_DOCUMENT SECTION_
DVD+U
Thursday, October 29, 2009
John Leguizamo provides the voice for Sid, who steals and tries to hatch dinosaur eggs in “Ice Age: Dawn of the Dinosaurs.”
“Ice Age: Dawn of the Dinosaurs”
20th Century Fox, DVD $29.98, Blu-ray $39.99
This is the third and barely-more-than-middling-funny installment in the series of animated features about the prehistoric adventures of Manny (voice of Ray Romano), Diego (Denis Leary) and Sid (John Leguizamo), a woolly mammoth, saber-toothed tiger and ground sloth stuck in a snow-bound world. Simon Pegg makes a nice acerbic addition to the cast as Buck, a one-eyed weasel who carries a sharpened dino tooth for a dagger and acts as a guide when our heroes discover a tropical world of dinosaurs under all that ice. But the movie feels manufactured, a product not of evolution — or even intelligent design — but of cynical, soulless opportunism.
“Nothing Like the Holidays”
Anchor Bay Entertainment, DVD $29.98, Blu-ray $39.98
Lifting several pages from the Tyler Perry playbook, the film tells a familiar story of a Puerto Rican American family in Chicago that sorts out domestic problems over Christmas. Anna (Elizabeth Pena) and Edy Rodriguez (Alfred Molina) are ready to welcome their three grown children home. Jesse (Freddy Rodriguez) is coming back from a tour of duty in Iraq. Mauricio (John Leguizamo) and his wife, Sarah (Debra Messing), are in from their high-powered New York jobs. Rox (Vanessa Ferlito) is a struggling actress in Los Angeles. The script by Rick Najera and Alison Swan is unfocused and flabby with several relatively pointless scenes that are ended by convenient cellphone calls. The ensemble cast boasts some of the finest actors in the business. They do their best to breathe life into the stereotypes, but they don’t have enough to work with.

_REQUIREMENT 1_
List every actor whose name appears in parentheses in the DVD reviews' entry on "Nothing Like the Holidays."
_REQUIREMENT 2_
Pick up the DVD reviews after their final sentence and keep writing them.

_DATA LINES_
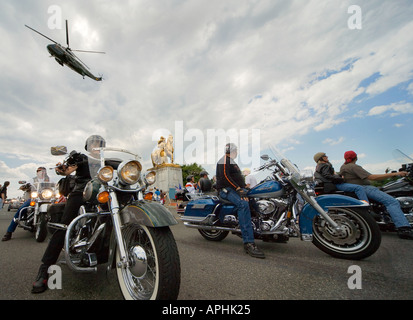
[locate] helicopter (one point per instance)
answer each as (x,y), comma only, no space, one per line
(65,56)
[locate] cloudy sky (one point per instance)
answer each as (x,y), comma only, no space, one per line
(305,76)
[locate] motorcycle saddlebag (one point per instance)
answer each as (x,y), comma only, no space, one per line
(201,207)
(55,212)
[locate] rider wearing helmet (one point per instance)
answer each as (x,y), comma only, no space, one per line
(231,187)
(205,185)
(78,163)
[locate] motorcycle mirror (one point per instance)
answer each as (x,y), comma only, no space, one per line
(58,150)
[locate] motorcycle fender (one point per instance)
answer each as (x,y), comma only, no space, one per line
(147,213)
(325,201)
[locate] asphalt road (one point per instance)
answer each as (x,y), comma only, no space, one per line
(222,271)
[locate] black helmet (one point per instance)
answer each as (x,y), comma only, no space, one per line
(95,138)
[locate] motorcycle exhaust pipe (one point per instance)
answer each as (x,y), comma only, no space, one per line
(68,259)
(204,227)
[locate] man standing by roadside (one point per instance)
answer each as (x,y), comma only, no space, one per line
(353,173)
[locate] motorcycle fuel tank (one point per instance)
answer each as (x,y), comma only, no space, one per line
(269,189)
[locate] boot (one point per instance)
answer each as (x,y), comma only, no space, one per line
(252,249)
(7,236)
(40,284)
(405,233)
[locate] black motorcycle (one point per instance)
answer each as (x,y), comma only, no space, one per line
(119,229)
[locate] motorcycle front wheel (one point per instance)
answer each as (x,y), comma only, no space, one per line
(359,237)
(154,271)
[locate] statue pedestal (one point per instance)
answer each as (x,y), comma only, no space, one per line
(168,176)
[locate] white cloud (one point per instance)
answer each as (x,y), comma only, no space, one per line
(396,108)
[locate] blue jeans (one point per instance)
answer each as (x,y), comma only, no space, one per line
(357,189)
(244,214)
(13,223)
(392,205)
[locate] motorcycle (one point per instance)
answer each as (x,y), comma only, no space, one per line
(117,228)
(401,189)
(34,217)
(284,205)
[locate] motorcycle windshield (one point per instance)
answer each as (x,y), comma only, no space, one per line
(291,169)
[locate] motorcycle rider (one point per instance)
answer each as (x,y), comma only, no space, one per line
(356,174)
(81,164)
(325,173)
(190,184)
(41,176)
(231,187)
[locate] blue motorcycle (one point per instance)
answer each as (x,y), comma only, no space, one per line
(283,206)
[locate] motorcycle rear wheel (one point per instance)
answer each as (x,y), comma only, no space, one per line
(360,239)
(154,271)
(213,235)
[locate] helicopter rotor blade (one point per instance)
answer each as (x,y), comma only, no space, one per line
(67,35)
(87,51)
(40,34)
(76,57)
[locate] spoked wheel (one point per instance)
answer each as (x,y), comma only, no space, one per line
(153,271)
(213,235)
(358,238)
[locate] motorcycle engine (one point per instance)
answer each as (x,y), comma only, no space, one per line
(267,208)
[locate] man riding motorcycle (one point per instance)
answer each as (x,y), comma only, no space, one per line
(231,187)
(79,163)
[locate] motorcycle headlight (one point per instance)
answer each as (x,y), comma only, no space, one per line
(46,194)
(105,174)
(150,178)
(129,172)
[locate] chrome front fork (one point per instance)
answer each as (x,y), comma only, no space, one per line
(123,263)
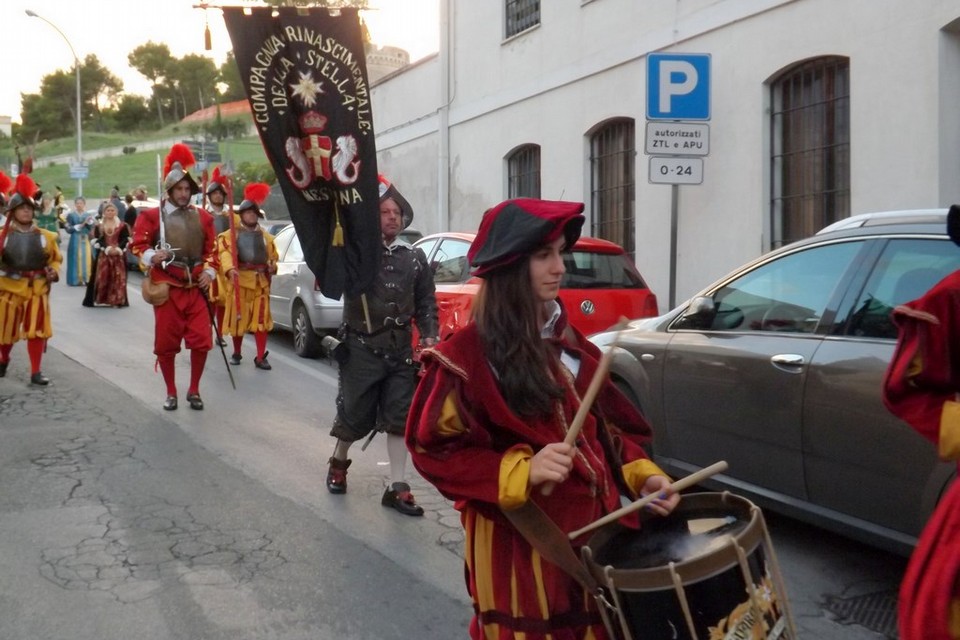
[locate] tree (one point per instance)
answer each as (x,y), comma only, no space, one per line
(230,78)
(155,63)
(132,113)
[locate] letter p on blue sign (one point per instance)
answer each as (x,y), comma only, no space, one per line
(678,86)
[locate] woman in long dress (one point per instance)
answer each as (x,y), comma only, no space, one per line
(80,222)
(109,240)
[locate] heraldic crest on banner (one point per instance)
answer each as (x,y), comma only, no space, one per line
(304,71)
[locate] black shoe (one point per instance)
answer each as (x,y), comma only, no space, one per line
(261,363)
(398,496)
(195,401)
(337,475)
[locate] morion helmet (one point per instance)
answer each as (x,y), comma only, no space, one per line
(23,191)
(253,196)
(177,167)
(219,181)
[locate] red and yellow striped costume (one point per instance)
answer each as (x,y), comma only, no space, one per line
(466,441)
(25,301)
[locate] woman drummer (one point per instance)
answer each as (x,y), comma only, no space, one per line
(490,415)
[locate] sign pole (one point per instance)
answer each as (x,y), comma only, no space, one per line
(674,223)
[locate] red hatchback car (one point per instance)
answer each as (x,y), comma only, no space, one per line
(601,284)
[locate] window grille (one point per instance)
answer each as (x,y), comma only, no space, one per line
(523,172)
(521,15)
(810,154)
(612,160)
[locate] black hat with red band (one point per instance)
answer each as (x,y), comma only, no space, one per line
(516,228)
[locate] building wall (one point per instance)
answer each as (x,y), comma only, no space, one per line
(586,63)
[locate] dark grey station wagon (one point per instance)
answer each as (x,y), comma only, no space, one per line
(777,369)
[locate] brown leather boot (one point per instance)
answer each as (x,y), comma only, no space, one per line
(337,475)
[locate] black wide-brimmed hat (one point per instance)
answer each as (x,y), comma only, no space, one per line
(515,228)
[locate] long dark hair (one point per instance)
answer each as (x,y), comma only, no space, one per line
(507,316)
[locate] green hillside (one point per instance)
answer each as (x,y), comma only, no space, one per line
(141,167)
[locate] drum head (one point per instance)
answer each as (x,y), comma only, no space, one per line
(696,528)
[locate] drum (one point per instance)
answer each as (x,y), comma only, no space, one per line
(707,571)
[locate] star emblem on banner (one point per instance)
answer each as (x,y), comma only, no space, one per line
(307,89)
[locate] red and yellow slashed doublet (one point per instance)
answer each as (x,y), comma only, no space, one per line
(184,317)
(25,301)
(922,387)
(465,440)
(254,314)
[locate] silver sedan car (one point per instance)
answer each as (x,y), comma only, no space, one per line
(777,369)
(296,303)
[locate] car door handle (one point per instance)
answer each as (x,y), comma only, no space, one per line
(788,359)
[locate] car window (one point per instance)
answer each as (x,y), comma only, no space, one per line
(427,246)
(282,240)
(294,251)
(789,293)
(449,263)
(587,270)
(906,269)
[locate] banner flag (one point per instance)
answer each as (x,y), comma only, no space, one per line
(304,71)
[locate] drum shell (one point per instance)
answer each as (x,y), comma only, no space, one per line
(648,600)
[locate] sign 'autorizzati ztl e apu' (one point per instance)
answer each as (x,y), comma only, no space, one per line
(305,74)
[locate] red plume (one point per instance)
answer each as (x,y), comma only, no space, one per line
(179,153)
(256,192)
(26,187)
(6,184)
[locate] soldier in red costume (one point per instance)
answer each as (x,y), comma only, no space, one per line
(29,262)
(177,243)
(922,387)
(488,423)
(248,258)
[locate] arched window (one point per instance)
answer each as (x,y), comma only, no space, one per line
(810,148)
(612,160)
(523,172)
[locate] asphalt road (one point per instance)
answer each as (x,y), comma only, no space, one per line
(120,520)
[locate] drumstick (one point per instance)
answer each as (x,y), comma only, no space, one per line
(675,487)
(599,377)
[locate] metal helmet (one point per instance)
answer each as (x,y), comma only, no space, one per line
(219,181)
(253,196)
(177,167)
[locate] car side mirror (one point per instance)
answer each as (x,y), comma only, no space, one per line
(700,314)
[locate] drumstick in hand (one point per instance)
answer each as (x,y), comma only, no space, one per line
(676,487)
(599,377)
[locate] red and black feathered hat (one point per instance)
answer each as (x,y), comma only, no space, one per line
(23,191)
(253,196)
(177,167)
(6,186)
(516,228)
(219,181)
(389,192)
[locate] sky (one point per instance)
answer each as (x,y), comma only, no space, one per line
(111,29)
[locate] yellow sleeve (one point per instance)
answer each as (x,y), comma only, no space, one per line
(636,473)
(949,441)
(515,477)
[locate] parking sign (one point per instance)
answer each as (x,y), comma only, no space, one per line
(678,86)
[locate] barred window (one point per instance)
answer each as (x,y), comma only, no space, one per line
(521,15)
(810,154)
(612,159)
(523,172)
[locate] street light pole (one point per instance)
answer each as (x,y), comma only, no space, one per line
(76,62)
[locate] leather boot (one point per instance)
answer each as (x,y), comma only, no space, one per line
(337,475)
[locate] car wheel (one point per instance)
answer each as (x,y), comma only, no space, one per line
(306,342)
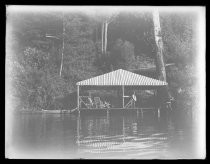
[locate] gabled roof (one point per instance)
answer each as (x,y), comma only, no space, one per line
(122,77)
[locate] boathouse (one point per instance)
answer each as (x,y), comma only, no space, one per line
(121,79)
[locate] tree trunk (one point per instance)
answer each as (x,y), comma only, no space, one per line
(61,68)
(105,37)
(102,38)
(160,65)
(159,42)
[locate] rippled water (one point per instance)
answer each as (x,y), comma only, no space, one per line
(104,135)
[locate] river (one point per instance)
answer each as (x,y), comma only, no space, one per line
(102,135)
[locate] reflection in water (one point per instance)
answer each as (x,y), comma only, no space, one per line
(103,135)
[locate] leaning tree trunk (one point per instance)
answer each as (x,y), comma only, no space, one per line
(61,68)
(159,43)
(160,65)
(102,38)
(105,37)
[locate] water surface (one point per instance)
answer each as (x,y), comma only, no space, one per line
(104,135)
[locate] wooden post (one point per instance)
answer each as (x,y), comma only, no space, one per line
(123,89)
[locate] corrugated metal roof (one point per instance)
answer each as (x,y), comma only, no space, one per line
(122,77)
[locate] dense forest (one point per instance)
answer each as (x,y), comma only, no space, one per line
(48,52)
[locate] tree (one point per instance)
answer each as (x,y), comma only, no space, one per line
(159,43)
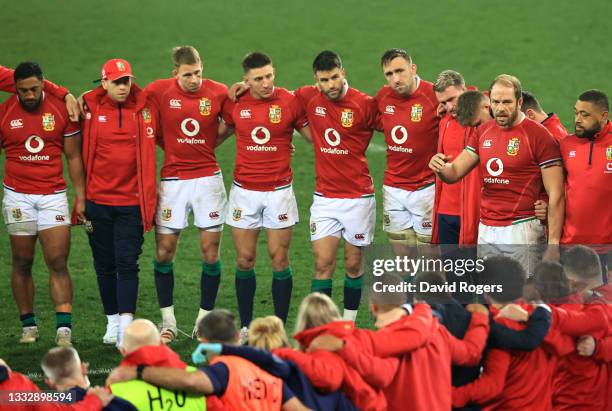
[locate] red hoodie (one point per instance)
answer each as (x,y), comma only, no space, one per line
(425,350)
(361,384)
(19,382)
(470,185)
(516,380)
(7,84)
(144,148)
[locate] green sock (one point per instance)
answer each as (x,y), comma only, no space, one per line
(28,320)
(63,319)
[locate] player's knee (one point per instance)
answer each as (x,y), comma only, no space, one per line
(407,237)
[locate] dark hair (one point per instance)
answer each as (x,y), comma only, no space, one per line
(26,70)
(530,102)
(550,281)
(582,262)
(504,271)
(468,105)
(326,61)
(598,98)
(255,59)
(218,326)
(392,54)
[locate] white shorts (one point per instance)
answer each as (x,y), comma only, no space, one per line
(403,209)
(43,210)
(205,196)
(352,218)
(523,240)
(250,209)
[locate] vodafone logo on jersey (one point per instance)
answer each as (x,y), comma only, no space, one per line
(17,123)
(332,137)
(495,167)
(261,135)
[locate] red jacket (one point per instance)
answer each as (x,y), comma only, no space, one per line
(19,382)
(516,380)
(356,381)
(470,194)
(145,153)
(7,84)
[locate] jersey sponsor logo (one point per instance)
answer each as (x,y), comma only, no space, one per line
(416,113)
(166,214)
(494,173)
(17,214)
(513,146)
(48,122)
(205,106)
(274,115)
(34,144)
(146,115)
(346,118)
(17,123)
(190,127)
(399,134)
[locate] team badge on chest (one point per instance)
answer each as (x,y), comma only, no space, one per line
(146,115)
(347,118)
(48,122)
(274,115)
(513,146)
(205,106)
(416,114)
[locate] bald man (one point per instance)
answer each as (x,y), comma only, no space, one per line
(64,372)
(141,346)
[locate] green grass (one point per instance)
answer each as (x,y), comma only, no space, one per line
(557,49)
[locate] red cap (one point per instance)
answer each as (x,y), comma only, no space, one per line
(115,69)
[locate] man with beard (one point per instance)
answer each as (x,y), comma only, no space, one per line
(34,131)
(587,156)
(516,155)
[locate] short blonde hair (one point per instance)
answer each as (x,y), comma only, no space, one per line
(268,333)
(315,310)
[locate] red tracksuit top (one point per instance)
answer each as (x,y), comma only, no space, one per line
(144,132)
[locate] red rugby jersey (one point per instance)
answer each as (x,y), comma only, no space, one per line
(588,188)
(510,162)
(410,125)
(341,131)
(553,124)
(264,129)
(34,142)
(190,123)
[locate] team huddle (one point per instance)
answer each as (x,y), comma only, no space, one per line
(463,167)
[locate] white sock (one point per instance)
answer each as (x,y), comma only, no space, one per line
(124,321)
(112,319)
(201,314)
(168,318)
(349,315)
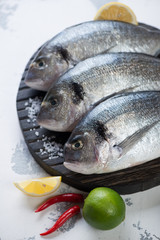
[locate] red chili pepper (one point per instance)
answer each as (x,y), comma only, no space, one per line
(62,219)
(66,197)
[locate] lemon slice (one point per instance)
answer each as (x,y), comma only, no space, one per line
(116,11)
(39,186)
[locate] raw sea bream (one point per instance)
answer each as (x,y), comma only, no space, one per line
(121,132)
(83,86)
(49,145)
(85,40)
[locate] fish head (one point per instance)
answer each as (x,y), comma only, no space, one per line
(46,68)
(81,153)
(58,111)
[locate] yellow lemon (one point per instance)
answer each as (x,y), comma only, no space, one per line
(39,186)
(116,11)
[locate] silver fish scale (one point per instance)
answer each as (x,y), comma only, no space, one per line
(124,114)
(110,73)
(124,131)
(89,38)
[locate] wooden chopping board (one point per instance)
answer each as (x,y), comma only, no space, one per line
(47,149)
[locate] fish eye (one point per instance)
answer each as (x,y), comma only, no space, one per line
(40,63)
(53,101)
(77,145)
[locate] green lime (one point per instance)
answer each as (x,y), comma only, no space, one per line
(104,208)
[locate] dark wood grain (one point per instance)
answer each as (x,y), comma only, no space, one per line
(126,181)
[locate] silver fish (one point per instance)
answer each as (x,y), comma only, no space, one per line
(85,40)
(121,132)
(89,81)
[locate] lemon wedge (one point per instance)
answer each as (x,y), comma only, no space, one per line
(39,187)
(116,11)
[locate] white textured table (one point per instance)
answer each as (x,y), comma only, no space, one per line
(24,26)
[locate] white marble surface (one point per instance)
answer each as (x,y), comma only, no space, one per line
(24,26)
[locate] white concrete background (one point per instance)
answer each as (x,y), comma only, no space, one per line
(24,26)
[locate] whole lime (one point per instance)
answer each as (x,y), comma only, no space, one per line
(104,208)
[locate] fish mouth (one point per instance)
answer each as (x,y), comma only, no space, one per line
(76,167)
(73,167)
(36,83)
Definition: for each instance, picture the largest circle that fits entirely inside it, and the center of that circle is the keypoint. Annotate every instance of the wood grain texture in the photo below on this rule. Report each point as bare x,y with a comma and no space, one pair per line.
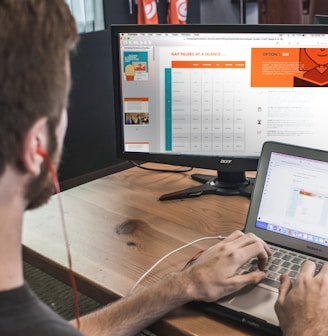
118,229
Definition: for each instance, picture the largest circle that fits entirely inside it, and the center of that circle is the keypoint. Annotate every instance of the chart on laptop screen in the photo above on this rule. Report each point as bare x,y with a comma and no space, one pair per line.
295,198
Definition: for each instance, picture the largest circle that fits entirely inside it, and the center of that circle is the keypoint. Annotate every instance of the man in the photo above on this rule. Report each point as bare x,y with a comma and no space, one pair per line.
35,39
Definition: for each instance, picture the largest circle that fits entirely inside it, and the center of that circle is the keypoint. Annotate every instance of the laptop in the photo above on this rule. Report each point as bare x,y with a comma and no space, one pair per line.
288,210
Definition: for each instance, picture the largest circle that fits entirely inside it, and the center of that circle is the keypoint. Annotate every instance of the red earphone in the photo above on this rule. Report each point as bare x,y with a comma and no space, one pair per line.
55,181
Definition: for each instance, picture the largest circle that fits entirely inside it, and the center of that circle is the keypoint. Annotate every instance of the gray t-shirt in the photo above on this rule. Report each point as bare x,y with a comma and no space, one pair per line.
22,313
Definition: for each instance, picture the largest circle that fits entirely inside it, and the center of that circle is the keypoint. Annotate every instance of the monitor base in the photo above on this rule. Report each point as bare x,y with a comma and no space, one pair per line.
225,184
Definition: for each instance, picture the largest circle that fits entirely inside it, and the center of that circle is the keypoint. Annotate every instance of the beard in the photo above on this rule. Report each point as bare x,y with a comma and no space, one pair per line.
40,189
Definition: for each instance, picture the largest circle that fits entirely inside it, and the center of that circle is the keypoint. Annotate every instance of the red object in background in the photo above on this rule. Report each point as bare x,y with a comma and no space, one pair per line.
147,12
177,11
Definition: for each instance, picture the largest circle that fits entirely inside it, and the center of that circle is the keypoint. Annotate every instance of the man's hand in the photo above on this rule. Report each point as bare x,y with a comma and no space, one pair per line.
213,275
302,308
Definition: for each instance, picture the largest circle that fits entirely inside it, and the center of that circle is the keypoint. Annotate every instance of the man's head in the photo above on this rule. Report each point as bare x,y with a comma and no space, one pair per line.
35,39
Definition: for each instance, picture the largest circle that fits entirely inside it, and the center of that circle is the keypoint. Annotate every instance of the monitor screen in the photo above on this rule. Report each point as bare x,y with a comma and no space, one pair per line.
209,96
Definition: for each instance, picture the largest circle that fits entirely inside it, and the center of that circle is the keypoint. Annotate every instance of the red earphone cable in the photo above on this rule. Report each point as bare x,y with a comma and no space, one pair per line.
61,209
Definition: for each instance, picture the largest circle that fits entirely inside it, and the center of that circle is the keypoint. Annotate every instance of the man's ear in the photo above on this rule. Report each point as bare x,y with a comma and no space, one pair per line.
36,139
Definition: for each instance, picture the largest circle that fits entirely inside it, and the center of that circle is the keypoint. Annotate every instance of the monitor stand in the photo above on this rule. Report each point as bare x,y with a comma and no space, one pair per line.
226,184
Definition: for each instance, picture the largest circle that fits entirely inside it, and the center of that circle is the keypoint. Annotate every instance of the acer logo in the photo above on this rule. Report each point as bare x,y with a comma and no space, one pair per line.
313,248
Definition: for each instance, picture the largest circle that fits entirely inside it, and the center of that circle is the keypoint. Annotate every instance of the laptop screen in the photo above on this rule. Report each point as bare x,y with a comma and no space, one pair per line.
294,201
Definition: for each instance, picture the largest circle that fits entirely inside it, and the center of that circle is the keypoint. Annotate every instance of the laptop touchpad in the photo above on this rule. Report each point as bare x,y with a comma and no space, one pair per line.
257,301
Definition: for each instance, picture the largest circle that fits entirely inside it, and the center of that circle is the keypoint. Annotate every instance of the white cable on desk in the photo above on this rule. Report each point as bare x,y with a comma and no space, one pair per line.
169,254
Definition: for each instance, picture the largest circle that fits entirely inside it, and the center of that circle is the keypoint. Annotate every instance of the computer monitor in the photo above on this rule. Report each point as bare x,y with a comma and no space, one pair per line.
209,96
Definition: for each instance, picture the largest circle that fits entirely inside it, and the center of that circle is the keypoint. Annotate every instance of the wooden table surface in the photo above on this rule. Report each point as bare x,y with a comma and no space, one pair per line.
118,229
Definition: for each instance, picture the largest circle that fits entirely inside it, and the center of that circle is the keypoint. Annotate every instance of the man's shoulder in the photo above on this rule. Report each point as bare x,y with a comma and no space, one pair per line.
22,313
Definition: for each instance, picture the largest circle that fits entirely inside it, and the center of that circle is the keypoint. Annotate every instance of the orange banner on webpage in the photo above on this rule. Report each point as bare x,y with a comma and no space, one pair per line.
289,67
208,64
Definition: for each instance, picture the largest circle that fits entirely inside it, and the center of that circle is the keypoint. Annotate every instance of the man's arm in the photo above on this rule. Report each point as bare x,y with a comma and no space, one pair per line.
210,277
302,307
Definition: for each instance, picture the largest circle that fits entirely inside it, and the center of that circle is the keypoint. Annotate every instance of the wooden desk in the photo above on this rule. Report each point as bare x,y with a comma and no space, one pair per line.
118,229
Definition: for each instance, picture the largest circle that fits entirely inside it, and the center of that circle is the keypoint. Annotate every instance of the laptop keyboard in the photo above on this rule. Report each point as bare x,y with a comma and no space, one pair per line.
281,261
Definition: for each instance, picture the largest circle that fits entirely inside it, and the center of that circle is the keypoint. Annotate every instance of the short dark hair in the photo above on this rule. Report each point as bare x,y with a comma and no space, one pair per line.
36,37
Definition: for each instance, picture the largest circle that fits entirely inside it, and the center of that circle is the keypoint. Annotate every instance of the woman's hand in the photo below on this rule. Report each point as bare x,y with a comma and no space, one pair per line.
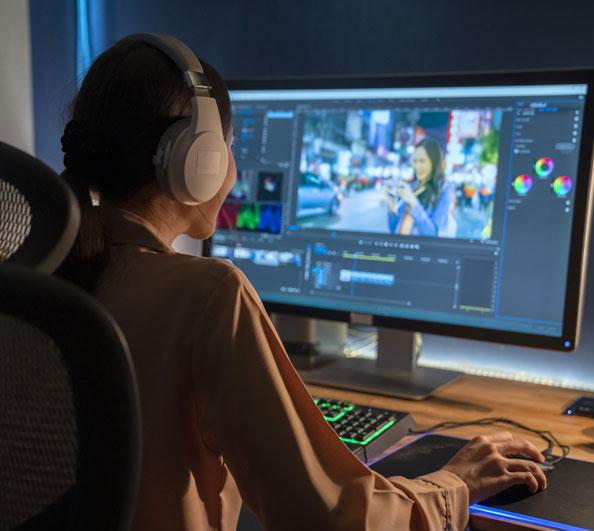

_TASK OUTPUT 1_
Elizabeth Pena, Alfred Molina, Freddy Rodriguez, John Leguizamo, Debra Messing, Vanessa Ferlito

_TASK OUTPUT 2_
“Orphan”
Warner Home Video, DVD $28.98, Blu-ray $35.99
It’s hard to know where to begin when assessing the depraved, worthless piece of filth that is this high-gloss horror show about a well-meaning couple who bring home a 9-year-old girl to join their family, only to discover that she’s a homicidal psychopath. Surely writers David Leslie Johnson and Alex Mace deserve their own circle of hell for thinking up the story, which moves with breathtaking cynicism from disturbing to grotesque to perverse to ludicrous. Both Peter Sarsgaard and Vera Farmiga are apparently in desperate need of a paycheck — otherwise how to explain lending their considerable talents to such rank exploitation?
“Whatever Works”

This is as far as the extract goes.